Description of the task: Copy the complete listing word for word, but do not carry over any images.

Input data:
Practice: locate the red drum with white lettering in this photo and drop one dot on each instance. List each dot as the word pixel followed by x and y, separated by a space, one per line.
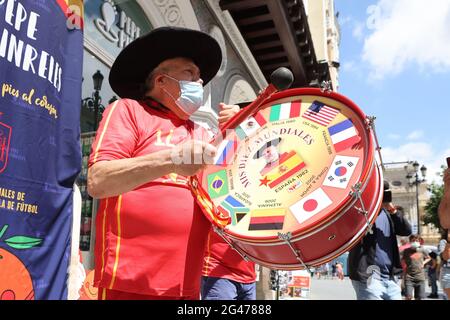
pixel 296 184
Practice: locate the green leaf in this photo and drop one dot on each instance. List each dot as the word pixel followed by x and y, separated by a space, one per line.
pixel 2 232
pixel 22 242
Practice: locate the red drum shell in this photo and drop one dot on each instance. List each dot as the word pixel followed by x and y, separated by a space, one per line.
pixel 324 236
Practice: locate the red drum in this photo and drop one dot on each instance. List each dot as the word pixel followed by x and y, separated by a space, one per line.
pixel 296 184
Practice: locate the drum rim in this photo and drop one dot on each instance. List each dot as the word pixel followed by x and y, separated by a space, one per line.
pixel 345 247
pixel 310 232
pixel 366 170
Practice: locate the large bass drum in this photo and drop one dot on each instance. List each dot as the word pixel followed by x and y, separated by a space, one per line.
pixel 297 183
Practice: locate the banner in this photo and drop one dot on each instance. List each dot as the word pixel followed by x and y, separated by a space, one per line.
pixel 41 50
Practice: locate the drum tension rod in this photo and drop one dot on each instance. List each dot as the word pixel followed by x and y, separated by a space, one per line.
pixel 356 193
pixel 371 126
pixel 230 243
pixel 326 86
pixel 286 237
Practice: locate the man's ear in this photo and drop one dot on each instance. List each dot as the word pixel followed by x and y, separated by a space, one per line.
pixel 159 81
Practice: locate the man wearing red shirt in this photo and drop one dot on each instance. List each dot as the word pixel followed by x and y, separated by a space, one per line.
pixel 151 234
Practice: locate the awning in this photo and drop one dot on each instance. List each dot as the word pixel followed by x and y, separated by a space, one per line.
pixel 278 35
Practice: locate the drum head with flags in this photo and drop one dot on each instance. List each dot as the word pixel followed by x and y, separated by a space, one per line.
pixel 287 167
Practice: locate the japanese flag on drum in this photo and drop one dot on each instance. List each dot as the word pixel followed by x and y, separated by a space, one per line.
pixel 341 172
pixel 310 205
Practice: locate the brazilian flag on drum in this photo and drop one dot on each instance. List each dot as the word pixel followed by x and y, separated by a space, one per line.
pixel 41 52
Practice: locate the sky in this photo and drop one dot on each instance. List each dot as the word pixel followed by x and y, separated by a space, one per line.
pixel 395 65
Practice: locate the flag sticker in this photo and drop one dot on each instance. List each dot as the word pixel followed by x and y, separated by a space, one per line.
pixel 343 135
pixel 234 209
pixel 225 153
pixel 218 184
pixel 285 111
pixel 267 219
pixel 311 205
pixel 320 113
pixel 341 172
pixel 249 126
pixel 289 164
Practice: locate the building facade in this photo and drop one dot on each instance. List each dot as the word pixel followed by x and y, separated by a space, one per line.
pixel 404 195
pixel 326 35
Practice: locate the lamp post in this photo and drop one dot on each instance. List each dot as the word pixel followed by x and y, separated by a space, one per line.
pixel 94 102
pixel 413 179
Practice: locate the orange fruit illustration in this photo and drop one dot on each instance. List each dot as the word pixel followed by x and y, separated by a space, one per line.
pixel 15 280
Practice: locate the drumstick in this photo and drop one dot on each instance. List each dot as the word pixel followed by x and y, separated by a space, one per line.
pixel 281 79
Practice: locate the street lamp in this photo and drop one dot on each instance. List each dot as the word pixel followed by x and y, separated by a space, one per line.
pixel 94 102
pixel 413 179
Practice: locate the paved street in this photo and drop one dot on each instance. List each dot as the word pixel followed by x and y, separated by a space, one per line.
pixel 327 289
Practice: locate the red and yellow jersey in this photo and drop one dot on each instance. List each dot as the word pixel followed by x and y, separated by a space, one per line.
pixel 222 261
pixel 149 240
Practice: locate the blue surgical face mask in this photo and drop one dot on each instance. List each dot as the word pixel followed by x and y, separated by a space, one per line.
pixel 191 98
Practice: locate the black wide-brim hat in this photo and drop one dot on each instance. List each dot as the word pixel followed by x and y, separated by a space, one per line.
pixel 140 57
pixel 273 142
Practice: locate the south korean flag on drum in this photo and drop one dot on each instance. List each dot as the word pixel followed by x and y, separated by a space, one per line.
pixel 341 172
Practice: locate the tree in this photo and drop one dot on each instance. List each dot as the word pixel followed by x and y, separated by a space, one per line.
pixel 431 208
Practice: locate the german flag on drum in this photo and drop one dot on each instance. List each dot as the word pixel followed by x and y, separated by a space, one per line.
pixel 289 164
pixel 267 219
pixel 311 205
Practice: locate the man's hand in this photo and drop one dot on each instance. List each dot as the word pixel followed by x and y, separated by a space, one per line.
pixel 390 208
pixel 226 112
pixel 192 156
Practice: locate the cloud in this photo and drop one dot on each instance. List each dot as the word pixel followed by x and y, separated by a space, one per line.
pixel 421 152
pixel 407 33
pixel 394 136
pixel 415 135
pixel 358 30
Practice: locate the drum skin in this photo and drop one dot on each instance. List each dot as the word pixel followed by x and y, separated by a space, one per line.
pixel 316 201
pixel 320 245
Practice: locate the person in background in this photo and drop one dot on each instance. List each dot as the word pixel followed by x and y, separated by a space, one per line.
pixel 444 271
pixel 432 275
pixel 340 271
pixel 226 275
pixel 375 261
pixel 444 206
pixel 415 258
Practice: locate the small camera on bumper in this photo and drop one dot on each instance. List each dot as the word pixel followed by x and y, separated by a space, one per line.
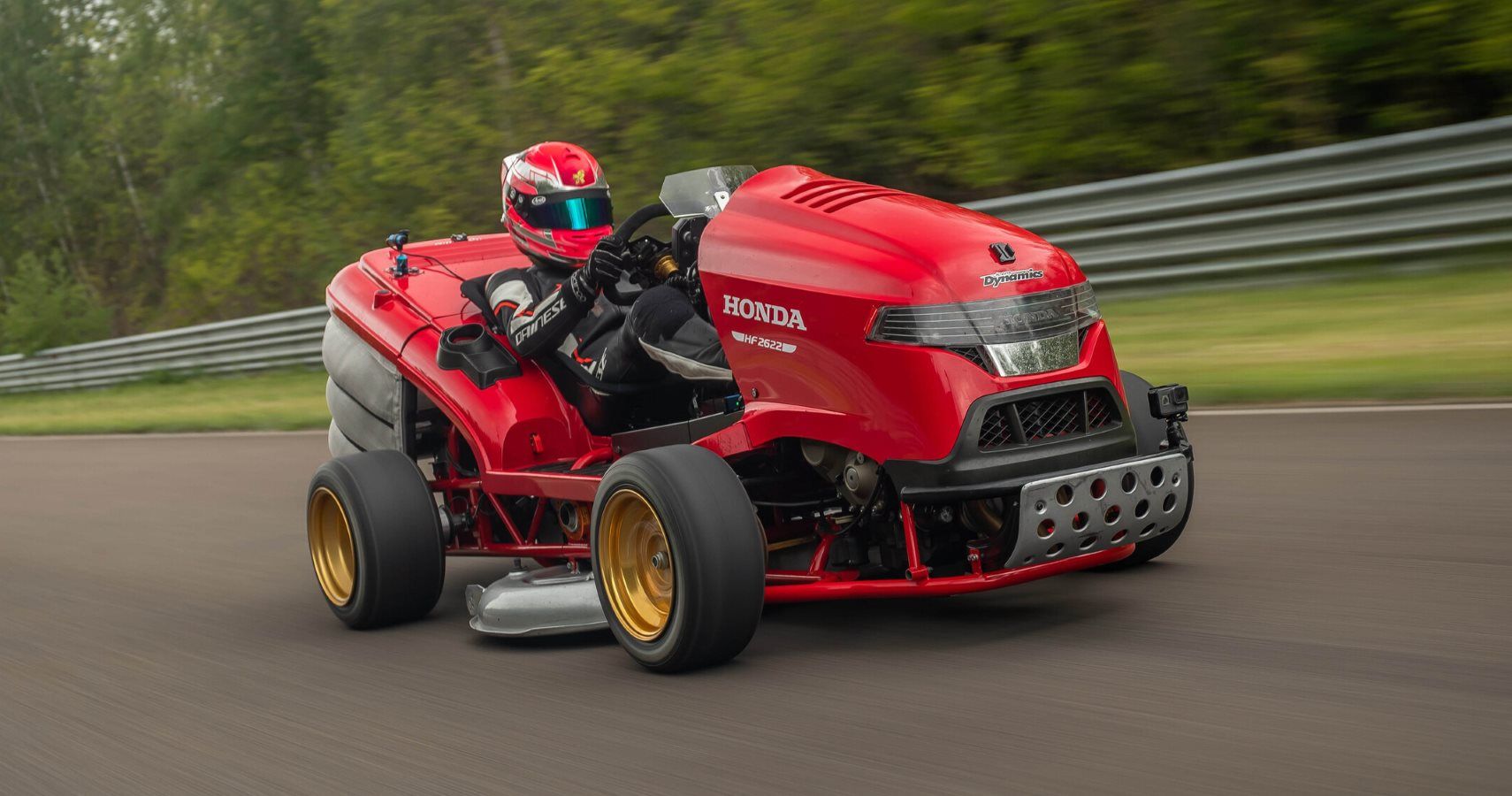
pixel 1167 402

Exercise output:
Practice: locate the red drum with white lettering in this photo and drop one dot on each instance. List each dot as the word pixel followed by x and y, separated by a space, one per line.
pixel 296 184
Practice: locate the green leaf in this photo and drop one dot on each instance. List each dot as the word pixel followed by x and y, separated by a space, one per line.
pixel 2 232
pixel 22 242
Practice: locate the red drum shell in this photo and drop one dot on each instance. List each dot as the word pixel followed by x and y, separated by a space, one per line.
pixel 324 236
Practice: locate the red drum in this photo and drop one dot on each instance. List each dot as the word pixel followed by x and y, separated by a space, one per line.
pixel 296 184
Practice: locate the drum rim in this photo and drop one dot on each instance. List each dot as the word pixel followed by x and y, separated by a space, one per line.
pixel 345 247
pixel 310 232
pixel 366 170
Practice: locate the large bass drum in this photo and drop one dot on each instance. List each dot as the word pixel followed by x and y, separated by a space, one per line.
pixel 297 183
Practice: locate the banner in this photo and drop one dot on each instance. List each dot as the word pixel followed by x and y, separated by a space, one per line.
pixel 41 50
Practice: locate the drum tension rod in this photo and drop one dot on each instance. List each dot as the word pixel followed by x and y, separated by a space, one per line.
pixel 356 193
pixel 371 126
pixel 230 243
pixel 326 86
pixel 286 237
Practice: locate the man's ear in this photo and drop one dot on each instance. List each dot as the word pixel followed by x and y, separated by a space, one per line.
pixel 159 81
Practice: locate the man wearing red shirt in this photo and drop one dot on each instance. List each dot as the word pixel followed by x and y, separated by a space, one per line.
pixel 151 234
Practice: locate the awning in this photo and drop one dot on each instance. List each dot as the word pixel followed by x and y, separated by a space, one per line.
pixel 278 35
Practice: locate the drum head with flags in this photo and drop one dot on each instance. List each dot as the word pixel followed by x and y, separated by a space, one per line.
pixel 287 167
Practice: locate the japanese flag on drum in this photo and drop one dot on each instance. List each dot as the word pixel followed by x and y, separated by a space, one per line.
pixel 341 172
pixel 310 205
Practice: locate the brazilian flag on drum in this photo and drop one dot on each instance. List each dot as the word pixel followed by x and y, separated by a space, one per line.
pixel 41 52
Practice: locate the sky in this photo and drop one dot on each instance. List each dot as the word pixel followed by x and y, separated by a space, one per line.
pixel 395 65
Practice: locate the flag sticker in this photo and drop one dot on each instance. List each dot as the word pixel followed by x and y, separated by a space, one per line.
pixel 343 135
pixel 234 209
pixel 225 153
pixel 218 184
pixel 285 111
pixel 267 219
pixel 311 205
pixel 320 113
pixel 341 172
pixel 249 126
pixel 289 164
Practice: locate the building facade in this photo and drop one dot on each instance. List each dot as the word pixel followed by x and y, separated by a space, one per line.
pixel 404 195
pixel 326 35
Practice: locate the lamp post in this photo and drop one dot on each instance. List each dot as the word pixel followed by x and y, separated by a space, one per line.
pixel 94 102
pixel 413 179
Practice: locate the orange fruit illustration in this photo and drop one dot on each instance. List each dot as the word pixel followed by x and y, separated by a space, one per line.
pixel 15 280
Practice: locate the drumstick in this photo and drop one dot on each instance. List each dot as the word pixel followed by x and y, separated by a space, one per line.
pixel 281 79
Practice: locate the street lamp in this photo and drop one dot on each instance. List each dot as the word pixel followed by x and y, separated by a space, one per line.
pixel 94 102
pixel 413 179
Practice: locate the paved street in this photo and drop one dot on each instance. List each dot as the word pixel followed by x and y, separated by a space, one per line.
pixel 327 289
Practice: locate the red and yellow jersey in this photo and drop one dot on each instance. List each dot as the word pixel followed by x and y, separated by a space, one per line.
pixel 222 261
pixel 149 240
Practice: locate the blue surgical face mask in this photo and drop one dot on each instance. List each dot as the word pixel followed by x and y, separated by a space, one per line.
pixel 191 98
Practice: locate the black wide-brim hat in this photo and drop one dot on each instance. List each dot as the word pixel followed by x and y, separated by a space, one per line.
pixel 140 57
pixel 273 142
Practice: locate the south korean flag on drum in this photo and drop one dot on each instance. List each dot as the word pixel followed by x and y, separated by a space, one per line.
pixel 341 172
Practice: locate the tree in this photo and drop one dot on each instance. List each dot as the word pixel followed by x and y, separated by a space, one per line.
pixel 431 208
Practice: locate the german flag on drum in this photo and drop one dot on each instance. List each dot as the word pixel followed by x and y, separated by a space, one per line.
pixel 289 164
pixel 267 219
pixel 311 205
Practice: locate the man's hand in this photo and drop one dot on each instance. List each dot as the word pixel followed by x and y, separated by a space, one per line.
pixel 390 208
pixel 226 112
pixel 192 156
Practice: locate the cloud in this photo and drop one dot on each instance. List each dot as the word pixel followed by x and y, separated by a space, one per line.
pixel 421 152
pixel 407 33
pixel 394 136
pixel 415 135
pixel 358 30
Practice: locate the drum skin in this photo and drop one dot on each instance. List each dot as the word pixel followed by x and y, separated by a space, one per line.
pixel 316 201
pixel 320 245
Practice: locate the person in background in this photo and drop one dot on each instance. List each dot as the word pixel followed by x and y, separated by a space, one per line.
pixel 444 271
pixel 432 275
pixel 340 271
pixel 226 275
pixel 375 261
pixel 444 206
pixel 415 258
Practice: locate the small camera on bumper in this photo and drop one dot on each instance. List each dot as the word pixel followed by x and y, separated by a space, one per line.
pixel 1167 402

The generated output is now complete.